◆ **Assigned task**
For each line below that includes the word "sofa", make a copy.

Natural-language object grounding data
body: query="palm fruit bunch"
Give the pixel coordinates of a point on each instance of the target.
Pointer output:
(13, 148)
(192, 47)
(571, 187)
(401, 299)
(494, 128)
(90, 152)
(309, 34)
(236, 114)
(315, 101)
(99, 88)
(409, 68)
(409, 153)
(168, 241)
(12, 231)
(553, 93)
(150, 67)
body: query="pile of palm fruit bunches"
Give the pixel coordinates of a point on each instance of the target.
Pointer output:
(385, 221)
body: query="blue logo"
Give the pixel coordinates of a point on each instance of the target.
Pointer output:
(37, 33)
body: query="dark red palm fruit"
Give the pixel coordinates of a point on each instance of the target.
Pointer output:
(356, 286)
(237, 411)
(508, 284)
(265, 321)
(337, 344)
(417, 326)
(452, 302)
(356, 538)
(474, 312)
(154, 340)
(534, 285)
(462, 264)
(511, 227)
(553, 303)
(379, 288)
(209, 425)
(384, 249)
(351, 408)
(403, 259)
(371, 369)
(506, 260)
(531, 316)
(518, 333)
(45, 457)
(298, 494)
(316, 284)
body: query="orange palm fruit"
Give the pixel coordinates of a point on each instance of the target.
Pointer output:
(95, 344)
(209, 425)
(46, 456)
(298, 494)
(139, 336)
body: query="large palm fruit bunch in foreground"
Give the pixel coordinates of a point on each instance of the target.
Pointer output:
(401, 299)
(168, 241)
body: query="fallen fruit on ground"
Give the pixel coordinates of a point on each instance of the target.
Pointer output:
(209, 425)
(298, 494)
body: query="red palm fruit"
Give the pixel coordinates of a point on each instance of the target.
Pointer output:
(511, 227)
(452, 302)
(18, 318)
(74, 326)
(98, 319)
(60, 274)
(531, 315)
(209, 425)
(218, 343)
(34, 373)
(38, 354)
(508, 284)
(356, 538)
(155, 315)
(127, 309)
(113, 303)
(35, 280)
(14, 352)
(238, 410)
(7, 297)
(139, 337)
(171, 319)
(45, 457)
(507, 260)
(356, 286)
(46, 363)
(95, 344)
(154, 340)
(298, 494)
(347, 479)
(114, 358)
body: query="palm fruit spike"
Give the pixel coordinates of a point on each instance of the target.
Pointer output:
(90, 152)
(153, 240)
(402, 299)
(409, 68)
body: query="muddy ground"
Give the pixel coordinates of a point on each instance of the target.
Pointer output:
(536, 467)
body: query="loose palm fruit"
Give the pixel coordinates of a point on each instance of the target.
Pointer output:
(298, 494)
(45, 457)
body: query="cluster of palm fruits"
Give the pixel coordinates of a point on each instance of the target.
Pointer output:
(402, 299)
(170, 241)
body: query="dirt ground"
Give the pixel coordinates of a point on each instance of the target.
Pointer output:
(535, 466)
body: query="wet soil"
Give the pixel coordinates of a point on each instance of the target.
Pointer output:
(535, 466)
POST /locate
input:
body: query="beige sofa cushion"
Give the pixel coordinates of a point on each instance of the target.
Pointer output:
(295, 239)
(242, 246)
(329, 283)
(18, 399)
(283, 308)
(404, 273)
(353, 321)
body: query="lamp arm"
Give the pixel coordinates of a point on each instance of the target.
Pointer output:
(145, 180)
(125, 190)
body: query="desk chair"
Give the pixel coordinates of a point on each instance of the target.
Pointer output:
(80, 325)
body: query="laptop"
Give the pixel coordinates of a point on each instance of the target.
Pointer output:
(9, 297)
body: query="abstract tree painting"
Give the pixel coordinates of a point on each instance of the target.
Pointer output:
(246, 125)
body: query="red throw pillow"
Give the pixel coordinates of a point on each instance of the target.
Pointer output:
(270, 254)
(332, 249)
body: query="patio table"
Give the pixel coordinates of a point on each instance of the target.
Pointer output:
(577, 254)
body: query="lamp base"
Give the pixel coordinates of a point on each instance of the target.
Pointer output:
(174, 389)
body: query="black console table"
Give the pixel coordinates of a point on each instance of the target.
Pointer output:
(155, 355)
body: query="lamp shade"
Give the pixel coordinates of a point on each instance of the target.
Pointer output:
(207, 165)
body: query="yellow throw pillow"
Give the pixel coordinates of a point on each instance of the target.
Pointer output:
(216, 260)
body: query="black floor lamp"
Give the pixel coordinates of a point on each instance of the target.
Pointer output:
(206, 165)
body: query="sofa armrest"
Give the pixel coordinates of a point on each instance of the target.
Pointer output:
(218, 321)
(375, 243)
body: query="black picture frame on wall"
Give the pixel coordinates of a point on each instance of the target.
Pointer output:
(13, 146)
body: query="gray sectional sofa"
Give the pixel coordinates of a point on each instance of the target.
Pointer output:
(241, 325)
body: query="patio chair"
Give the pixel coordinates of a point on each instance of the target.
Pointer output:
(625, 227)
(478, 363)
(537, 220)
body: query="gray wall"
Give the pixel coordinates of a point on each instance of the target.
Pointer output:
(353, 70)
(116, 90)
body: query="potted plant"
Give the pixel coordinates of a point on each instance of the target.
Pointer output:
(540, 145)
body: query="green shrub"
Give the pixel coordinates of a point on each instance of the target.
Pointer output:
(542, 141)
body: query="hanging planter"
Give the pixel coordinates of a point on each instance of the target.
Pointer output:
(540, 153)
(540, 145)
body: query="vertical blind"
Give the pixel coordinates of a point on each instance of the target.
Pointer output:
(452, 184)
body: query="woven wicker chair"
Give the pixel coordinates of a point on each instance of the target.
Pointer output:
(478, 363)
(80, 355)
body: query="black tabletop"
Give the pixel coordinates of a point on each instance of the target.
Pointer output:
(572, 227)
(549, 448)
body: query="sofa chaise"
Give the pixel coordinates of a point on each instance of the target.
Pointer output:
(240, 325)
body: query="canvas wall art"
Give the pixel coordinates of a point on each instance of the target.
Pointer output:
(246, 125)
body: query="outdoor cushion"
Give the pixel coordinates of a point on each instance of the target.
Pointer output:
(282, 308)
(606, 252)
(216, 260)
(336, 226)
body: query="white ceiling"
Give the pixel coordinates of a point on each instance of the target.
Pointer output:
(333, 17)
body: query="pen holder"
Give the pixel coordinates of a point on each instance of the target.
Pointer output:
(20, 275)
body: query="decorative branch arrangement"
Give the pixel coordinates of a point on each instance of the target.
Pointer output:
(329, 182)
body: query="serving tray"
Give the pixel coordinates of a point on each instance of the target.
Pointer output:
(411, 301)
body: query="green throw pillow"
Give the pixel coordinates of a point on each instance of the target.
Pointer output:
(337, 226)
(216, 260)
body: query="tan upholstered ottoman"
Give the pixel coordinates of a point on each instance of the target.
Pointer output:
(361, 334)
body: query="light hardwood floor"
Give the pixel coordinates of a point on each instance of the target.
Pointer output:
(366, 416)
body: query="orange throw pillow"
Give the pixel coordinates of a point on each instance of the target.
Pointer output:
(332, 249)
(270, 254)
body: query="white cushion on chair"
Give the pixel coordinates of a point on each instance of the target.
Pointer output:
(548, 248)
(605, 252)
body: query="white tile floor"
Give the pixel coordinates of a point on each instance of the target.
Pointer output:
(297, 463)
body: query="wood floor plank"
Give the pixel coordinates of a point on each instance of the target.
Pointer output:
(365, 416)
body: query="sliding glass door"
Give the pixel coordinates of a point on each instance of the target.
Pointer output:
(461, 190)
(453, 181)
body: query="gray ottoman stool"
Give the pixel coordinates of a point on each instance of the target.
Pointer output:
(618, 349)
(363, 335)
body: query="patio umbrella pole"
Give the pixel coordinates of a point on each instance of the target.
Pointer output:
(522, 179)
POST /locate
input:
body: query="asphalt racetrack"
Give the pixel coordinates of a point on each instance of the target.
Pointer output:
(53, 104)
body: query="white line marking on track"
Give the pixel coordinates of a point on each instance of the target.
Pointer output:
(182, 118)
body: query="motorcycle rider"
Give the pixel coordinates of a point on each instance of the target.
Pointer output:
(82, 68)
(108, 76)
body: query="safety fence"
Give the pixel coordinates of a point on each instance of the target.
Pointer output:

◆ **Output for this task**
body: query="beige sofa cushion"
body: query="sofa armrest"
body: query="gray sectional sofa"
body: query="sofa chaise"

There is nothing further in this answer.